Exercise goal. Within the records below is a range that opens at the line with "box: [6, 53, 65, 114]" and closes at the line with "44L234 42L224 56L225". Return that range word for word, both ends included, and only that range.

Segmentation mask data
──────────

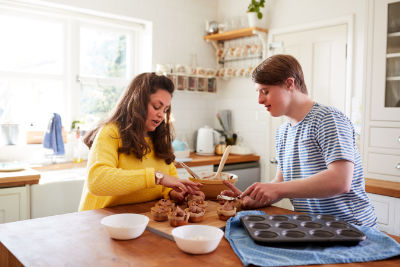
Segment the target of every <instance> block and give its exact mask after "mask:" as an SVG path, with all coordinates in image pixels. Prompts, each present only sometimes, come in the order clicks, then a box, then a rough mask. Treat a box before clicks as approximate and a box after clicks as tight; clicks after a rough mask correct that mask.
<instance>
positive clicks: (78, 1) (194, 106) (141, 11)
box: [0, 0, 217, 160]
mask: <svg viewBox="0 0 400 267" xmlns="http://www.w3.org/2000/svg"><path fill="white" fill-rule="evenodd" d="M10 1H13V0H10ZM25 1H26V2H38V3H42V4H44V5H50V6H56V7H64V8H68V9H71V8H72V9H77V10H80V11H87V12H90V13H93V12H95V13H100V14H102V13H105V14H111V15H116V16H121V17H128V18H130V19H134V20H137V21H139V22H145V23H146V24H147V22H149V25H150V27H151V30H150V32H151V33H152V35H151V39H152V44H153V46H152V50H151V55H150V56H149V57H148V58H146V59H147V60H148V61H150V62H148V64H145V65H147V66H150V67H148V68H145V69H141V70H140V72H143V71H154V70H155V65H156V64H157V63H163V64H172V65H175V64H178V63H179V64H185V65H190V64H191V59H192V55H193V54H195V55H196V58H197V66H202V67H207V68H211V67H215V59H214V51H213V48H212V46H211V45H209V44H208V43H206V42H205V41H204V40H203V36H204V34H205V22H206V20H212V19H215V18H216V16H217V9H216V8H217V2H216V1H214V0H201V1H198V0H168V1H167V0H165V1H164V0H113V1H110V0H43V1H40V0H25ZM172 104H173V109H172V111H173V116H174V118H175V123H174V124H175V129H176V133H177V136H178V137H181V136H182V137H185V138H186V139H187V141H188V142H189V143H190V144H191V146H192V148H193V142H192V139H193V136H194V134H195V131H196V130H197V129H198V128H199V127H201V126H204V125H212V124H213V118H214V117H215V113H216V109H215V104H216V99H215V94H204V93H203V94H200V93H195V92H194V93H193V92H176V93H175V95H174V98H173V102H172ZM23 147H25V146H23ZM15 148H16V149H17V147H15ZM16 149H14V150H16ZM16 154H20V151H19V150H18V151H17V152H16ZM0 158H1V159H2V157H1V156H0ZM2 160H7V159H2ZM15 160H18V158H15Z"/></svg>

──────────

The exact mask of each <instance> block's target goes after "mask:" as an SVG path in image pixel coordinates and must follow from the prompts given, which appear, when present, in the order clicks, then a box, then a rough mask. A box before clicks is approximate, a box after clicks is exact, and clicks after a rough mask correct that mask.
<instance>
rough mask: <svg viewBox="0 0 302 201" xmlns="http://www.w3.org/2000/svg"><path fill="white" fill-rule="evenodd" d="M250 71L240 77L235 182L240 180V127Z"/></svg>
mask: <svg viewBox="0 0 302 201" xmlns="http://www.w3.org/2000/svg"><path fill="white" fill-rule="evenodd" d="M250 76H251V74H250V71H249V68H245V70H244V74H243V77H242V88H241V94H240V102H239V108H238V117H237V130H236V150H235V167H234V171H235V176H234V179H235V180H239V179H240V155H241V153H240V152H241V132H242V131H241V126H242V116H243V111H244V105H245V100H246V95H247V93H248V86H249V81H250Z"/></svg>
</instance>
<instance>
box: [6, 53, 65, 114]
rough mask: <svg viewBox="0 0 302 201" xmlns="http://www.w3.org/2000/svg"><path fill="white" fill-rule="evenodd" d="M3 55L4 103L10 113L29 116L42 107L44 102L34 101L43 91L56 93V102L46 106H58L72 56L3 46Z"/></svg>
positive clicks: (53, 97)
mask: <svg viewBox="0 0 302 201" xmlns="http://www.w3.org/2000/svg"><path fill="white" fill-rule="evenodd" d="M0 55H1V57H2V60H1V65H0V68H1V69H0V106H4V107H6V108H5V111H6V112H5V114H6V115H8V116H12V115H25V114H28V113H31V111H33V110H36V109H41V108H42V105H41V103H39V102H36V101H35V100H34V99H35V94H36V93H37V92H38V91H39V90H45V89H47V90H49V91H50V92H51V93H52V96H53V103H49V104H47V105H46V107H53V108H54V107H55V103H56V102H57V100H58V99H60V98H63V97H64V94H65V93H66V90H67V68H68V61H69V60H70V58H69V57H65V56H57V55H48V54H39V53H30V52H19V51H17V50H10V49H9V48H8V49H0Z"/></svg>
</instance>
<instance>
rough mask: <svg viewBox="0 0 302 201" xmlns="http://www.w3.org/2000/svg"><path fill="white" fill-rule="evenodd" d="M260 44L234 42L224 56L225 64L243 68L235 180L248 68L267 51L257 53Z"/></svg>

──────────

Answer to this problem.
box: [6, 53, 65, 114]
rough mask: <svg viewBox="0 0 302 201" xmlns="http://www.w3.org/2000/svg"><path fill="white" fill-rule="evenodd" d="M3 55L4 103L10 113L29 116L42 107L44 102L34 101L43 91L56 93V102L46 106H58L72 56L3 46Z"/></svg>
positive clicks: (53, 97)
mask: <svg viewBox="0 0 302 201" xmlns="http://www.w3.org/2000/svg"><path fill="white" fill-rule="evenodd" d="M0 55H1V57H2V60H1V65H0V68H1V69H0V106H4V107H6V108H5V111H6V112H5V114H6V115H8V116H12V115H25V114H28V113H31V111H33V110H36V109H41V108H42V105H41V103H39V102H36V101H35V100H34V99H35V94H36V93H37V92H38V91H39V90H45V89H47V90H49V91H50V92H51V93H52V96H53V103H49V104H47V105H46V107H53V108H54V107H55V103H56V102H57V100H58V99H60V98H63V97H64V94H65V93H66V90H67V68H68V61H69V60H70V58H69V57H65V56H57V55H48V54H39V53H30V52H19V51H17V50H10V49H9V48H8V49H0Z"/></svg>
</instance>
<instance>
rough mask: <svg viewBox="0 0 302 201" xmlns="http://www.w3.org/2000/svg"><path fill="white" fill-rule="evenodd" d="M260 44L234 42L224 56L225 64L243 68L235 180L248 68L267 51L257 53Z"/></svg>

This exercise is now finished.